### Directions for this task
Copy the records below exactly, omitting any pictures they contain.

### Supplied material
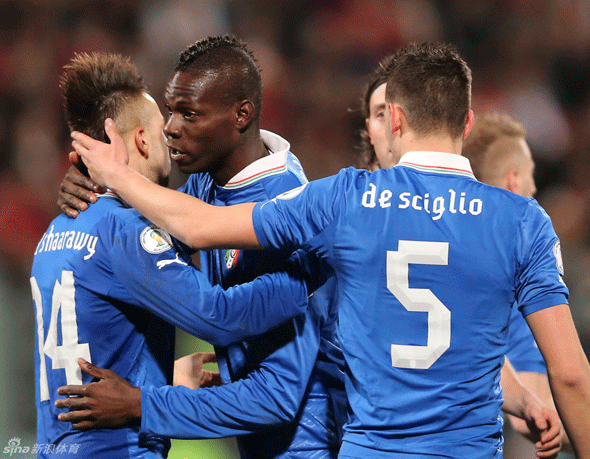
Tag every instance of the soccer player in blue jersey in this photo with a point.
(91, 277)
(499, 156)
(292, 378)
(428, 262)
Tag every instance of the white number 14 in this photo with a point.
(419, 300)
(65, 355)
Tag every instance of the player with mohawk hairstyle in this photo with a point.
(289, 382)
(109, 286)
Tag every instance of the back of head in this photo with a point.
(231, 63)
(98, 86)
(368, 158)
(489, 158)
(433, 85)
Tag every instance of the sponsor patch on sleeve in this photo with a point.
(558, 258)
(155, 240)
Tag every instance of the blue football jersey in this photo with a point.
(300, 362)
(428, 262)
(108, 287)
(522, 351)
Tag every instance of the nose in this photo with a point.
(171, 129)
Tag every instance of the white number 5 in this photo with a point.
(419, 300)
(64, 355)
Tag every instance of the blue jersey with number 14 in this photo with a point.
(428, 263)
(108, 287)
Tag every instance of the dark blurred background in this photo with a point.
(530, 59)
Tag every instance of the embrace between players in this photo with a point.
(410, 323)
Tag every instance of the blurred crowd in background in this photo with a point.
(530, 59)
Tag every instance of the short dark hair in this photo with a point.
(230, 59)
(368, 158)
(433, 84)
(96, 87)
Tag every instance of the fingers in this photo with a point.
(80, 391)
(93, 370)
(81, 420)
(83, 141)
(75, 160)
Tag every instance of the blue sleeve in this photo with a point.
(539, 274)
(268, 396)
(166, 284)
(293, 219)
(523, 353)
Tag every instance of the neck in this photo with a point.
(251, 150)
(444, 144)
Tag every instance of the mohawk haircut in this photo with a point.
(96, 87)
(433, 84)
(487, 129)
(231, 62)
(368, 158)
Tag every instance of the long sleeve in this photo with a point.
(268, 396)
(166, 284)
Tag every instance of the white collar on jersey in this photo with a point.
(112, 194)
(438, 162)
(274, 163)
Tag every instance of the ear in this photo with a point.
(398, 118)
(511, 180)
(468, 124)
(244, 114)
(140, 138)
(367, 126)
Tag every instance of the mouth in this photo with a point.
(175, 154)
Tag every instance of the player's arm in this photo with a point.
(568, 371)
(543, 423)
(189, 371)
(189, 219)
(76, 192)
(268, 396)
(538, 384)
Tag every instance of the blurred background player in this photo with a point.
(213, 99)
(499, 155)
(89, 276)
(459, 382)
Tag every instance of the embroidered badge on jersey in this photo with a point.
(231, 258)
(155, 240)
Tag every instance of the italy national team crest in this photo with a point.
(155, 240)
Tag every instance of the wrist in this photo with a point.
(135, 406)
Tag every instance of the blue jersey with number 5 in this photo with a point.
(428, 263)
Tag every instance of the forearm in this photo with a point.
(185, 217)
(571, 393)
(267, 397)
(568, 371)
(516, 396)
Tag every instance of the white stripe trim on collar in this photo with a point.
(437, 162)
(274, 163)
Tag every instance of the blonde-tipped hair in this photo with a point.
(489, 128)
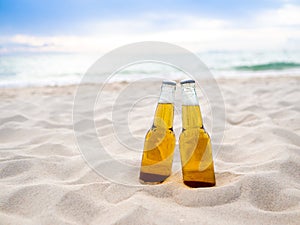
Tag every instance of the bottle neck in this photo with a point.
(167, 94)
(165, 109)
(191, 114)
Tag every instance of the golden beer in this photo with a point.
(194, 142)
(160, 140)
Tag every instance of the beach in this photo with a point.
(45, 180)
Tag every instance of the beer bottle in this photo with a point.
(194, 142)
(160, 140)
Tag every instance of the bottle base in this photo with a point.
(198, 184)
(150, 178)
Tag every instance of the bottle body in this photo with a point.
(194, 143)
(160, 140)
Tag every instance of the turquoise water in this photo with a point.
(62, 69)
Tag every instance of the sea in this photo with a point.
(56, 69)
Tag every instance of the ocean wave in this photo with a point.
(269, 66)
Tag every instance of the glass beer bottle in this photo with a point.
(194, 142)
(160, 140)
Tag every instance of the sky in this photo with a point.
(99, 26)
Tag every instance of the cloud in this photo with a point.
(287, 15)
(271, 29)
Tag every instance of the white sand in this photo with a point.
(44, 179)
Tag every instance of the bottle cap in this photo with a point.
(169, 82)
(187, 81)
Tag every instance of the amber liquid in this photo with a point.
(195, 150)
(159, 147)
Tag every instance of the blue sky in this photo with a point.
(32, 25)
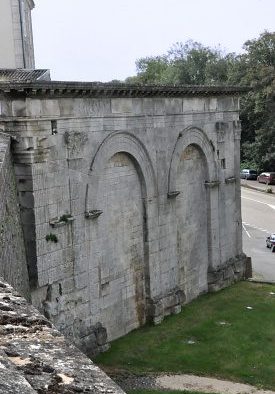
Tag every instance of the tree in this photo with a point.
(191, 63)
(256, 68)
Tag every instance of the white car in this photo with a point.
(270, 242)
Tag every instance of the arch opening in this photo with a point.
(192, 218)
(121, 179)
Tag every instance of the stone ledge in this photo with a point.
(36, 358)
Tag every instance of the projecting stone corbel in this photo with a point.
(173, 194)
(231, 179)
(93, 214)
(62, 221)
(211, 184)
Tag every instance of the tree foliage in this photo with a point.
(191, 63)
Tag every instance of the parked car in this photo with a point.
(270, 242)
(249, 174)
(267, 177)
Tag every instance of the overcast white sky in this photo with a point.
(100, 40)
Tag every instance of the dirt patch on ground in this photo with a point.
(209, 385)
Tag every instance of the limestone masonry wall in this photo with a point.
(13, 264)
(36, 358)
(130, 206)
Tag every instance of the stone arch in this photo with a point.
(192, 136)
(195, 140)
(130, 150)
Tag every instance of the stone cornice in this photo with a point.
(97, 89)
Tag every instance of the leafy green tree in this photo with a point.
(256, 68)
(191, 63)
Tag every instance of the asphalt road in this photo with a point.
(258, 215)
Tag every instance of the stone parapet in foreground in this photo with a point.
(36, 358)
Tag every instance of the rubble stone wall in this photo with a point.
(36, 358)
(13, 264)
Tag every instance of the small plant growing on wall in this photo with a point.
(62, 220)
(65, 218)
(51, 238)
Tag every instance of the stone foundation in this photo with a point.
(232, 271)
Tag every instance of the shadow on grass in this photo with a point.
(229, 335)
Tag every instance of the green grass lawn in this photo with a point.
(164, 392)
(216, 336)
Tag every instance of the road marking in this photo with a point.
(247, 233)
(259, 202)
(255, 228)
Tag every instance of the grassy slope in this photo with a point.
(242, 350)
(164, 392)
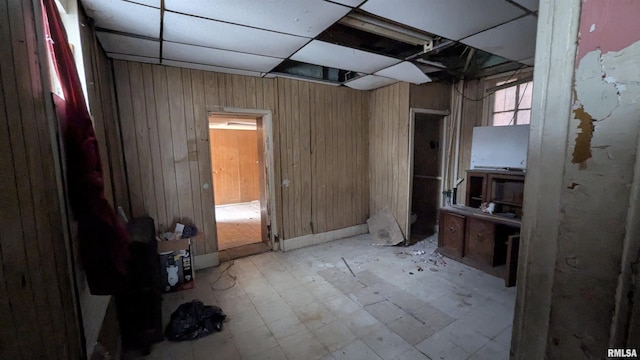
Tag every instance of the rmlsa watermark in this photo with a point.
(622, 353)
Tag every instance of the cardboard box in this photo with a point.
(176, 265)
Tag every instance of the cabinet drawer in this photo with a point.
(451, 233)
(480, 241)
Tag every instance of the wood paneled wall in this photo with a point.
(319, 135)
(234, 159)
(389, 150)
(37, 310)
(389, 141)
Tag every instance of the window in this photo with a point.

### Output of the exercise
Tag every instance of the soccer player in blue jersey in this photo with a point.
(91, 277)
(499, 156)
(292, 378)
(428, 262)
Tag every instance of the white number 14 in this photo with a point.
(419, 300)
(65, 355)
Tag every instance of the player with mohawk hairstyle in this photo with a point.
(289, 382)
(109, 286)
Tag every instance of the back of head in this photo with a point.
(231, 63)
(98, 86)
(368, 158)
(489, 158)
(433, 85)
Tag every instance of the sponsor patch on sleeve in this photo with a point.
(558, 258)
(155, 240)
Tag every instance of the blue football jersey in this photo with a point.
(300, 362)
(428, 262)
(108, 287)
(522, 351)
Tag every instance of the nose in this photo with a point.
(171, 129)
Tag every instance of the white number 5 in this photo with a point.
(419, 300)
(64, 355)
Tag every instance of the blue jersey with number 14 in this photo with a point.
(428, 263)
(108, 287)
Tag every instance of the dark blurred background in this photo with a point.
(530, 59)
Tag every instance of the embrace between players in this photo with a point.
(410, 323)
Tag every instance of the blurred crowd in background in this photo with a point.
(530, 59)
Tag every instance of the short dark hair in this photo with a point.
(230, 59)
(368, 158)
(433, 84)
(96, 87)
Tag every instance of the fingers in this photo with a point.
(80, 391)
(93, 370)
(81, 420)
(83, 141)
(75, 160)
Tag every instance of the blue sleeve in this photo with a point.
(539, 274)
(268, 396)
(166, 284)
(293, 219)
(523, 353)
Tag every instance of the neck in this photo with a point.
(251, 150)
(444, 144)
Tag every instance of the mohawk haircut in this photo with a point.
(96, 87)
(433, 84)
(487, 129)
(231, 62)
(368, 158)
Tag every instance of the long sleeve in this photo with a point.
(268, 396)
(166, 284)
Tag every instance of the white collar on jersey in this photo with a point.
(112, 194)
(438, 162)
(274, 163)
Tag every instance of the ear in this photo with a point.
(398, 118)
(511, 180)
(468, 124)
(244, 114)
(140, 138)
(367, 126)
Tag every instance of the mouth in this photo with a point.
(175, 154)
Tag every instance of the player's arm in this photo with a point.
(568, 371)
(543, 423)
(189, 371)
(189, 219)
(76, 192)
(268, 396)
(538, 384)
Tag every instance of the blurred background player in this photo with a point.
(213, 99)
(499, 155)
(89, 276)
(459, 382)
Tag every instance of the embroidered badge on jersey in this photo with a point.
(231, 258)
(155, 240)
Tag every instance of the italy national team crest in this photo with a point.
(155, 240)
Tag every instance of the wrist in this photo with a point.
(135, 406)
Tag every instance of the blue jersey with number 5 in this photo with a point.
(428, 263)
Tag every instance of the forearm in this photo with a point.
(185, 217)
(571, 393)
(267, 397)
(568, 371)
(516, 396)
Tag every instance of the white stripe trim on collar in this photo with a point.
(437, 162)
(274, 163)
Tag every instance of the blonde-tipped hair in this photo with a point.
(489, 128)
Tag every instance of the bottle neck in this photo with a point.
(167, 94)
(165, 109)
(191, 114)
Tag every instance of the golden beer in this photo with a point.
(194, 142)
(160, 140)
Tag every instance of the beach in this photo with a point.
(45, 180)
Tag every instance of the beer bottle in this photo with a point.
(194, 142)
(160, 140)
Tag every instance of the bottle base in this photo with a point.
(198, 184)
(150, 178)
Tag every instance of the bottle body in this photo with a point.
(194, 143)
(160, 140)
Tag every instance of the turquoise water in this photo with a point.
(62, 69)
Tag every instance of the sea in this photo with a point.
(56, 69)
Tag every instance of the ocean wave in this photo with a point.
(269, 66)
Tag every instance of the glass beer bottle in this photo with a point.
(194, 142)
(160, 140)
Tag every instance of the sky in this photo with a point.
(99, 26)
Tag every instance of the cloud in this photo with a point.
(287, 15)
(271, 29)
Tag every instance of the white sand in this photo with a point.
(44, 179)
Tag every instance of the bottle cap in this photo with a point.
(169, 82)
(187, 81)
Tag every instance of the amber liquid in this photo with a point.
(195, 150)
(159, 147)
Tag every instance of the blue sky in this photo with a point.
(32, 25)
Tag every instance of the tree in this photo with a point.
(191, 63)
(256, 68)
Tag every instance of the white car in this photo with a point.
(270, 242)
Tag every instance of the arch opening in this photo with a point.
(192, 218)
(121, 179)
Tag every instance of the stone ledge in this photo with a point.
(36, 358)
Tag every instance of the projecting stone corbel in this photo with a point.
(173, 194)
(231, 179)
(93, 214)
(62, 221)
(211, 184)
Tag every instance of the tree foliage in this photo with a point.
(191, 63)
Tag every instance of the parked car in this photo with a point.
(270, 242)
(249, 174)
(267, 177)
Tag every instance of the overcast white sky in this photo with a point.
(100, 40)
Tag every instance of the dirt patch on ground in this photo with a point.
(209, 385)
Tag every instance of the limestone masonry wall in this photo with a point.
(13, 264)
(36, 358)
(130, 206)
Tag every instance of the stone arch in this photo with a point.
(192, 136)
(195, 140)
(130, 150)
Tag every instance of the stone cornice in this photo with a point.
(97, 89)
Tag every instance of the leafy green tree in this photo with a point.
(256, 68)
(191, 63)
Tag every instance of the asphalt road in this photo with a point.
(258, 215)
Tag every instance of the stone parapet in foreground in this photo with a point.
(36, 358)
Tag every instance of the rubble stone wall in this photo with a point.
(36, 358)
(13, 264)
Tag every instance of the small plant growing on wall in this photo with a point.
(62, 220)
(65, 218)
(51, 238)
Tag every instance of the stone foundation in this photo with a point.
(232, 271)
Tag every instance of the shadow on grass in this photo with a point.
(229, 335)
Tag every instance of the green grass lawn in this photo with a point.
(164, 392)
(216, 336)
Tag every instance of the road marking in this photo with a point.
(247, 233)
(259, 202)
(255, 228)
Tag every instance of the grassy slope in this photo with a point.
(242, 350)
(164, 392)
Tag every instance of the rmlsa watermark in this photo with a point.
(622, 353)
Tag every instance of the cardboard box in this photo with a point.
(176, 265)
Tag every instance of the cabinet drawer in this photo with a point.
(451, 233)
(480, 241)
Tag every instance of the wood paneled wall in this photo with a point.
(319, 135)
(234, 159)
(389, 150)
(37, 310)
(389, 141)
Tag every instance of the window in this photo with a point.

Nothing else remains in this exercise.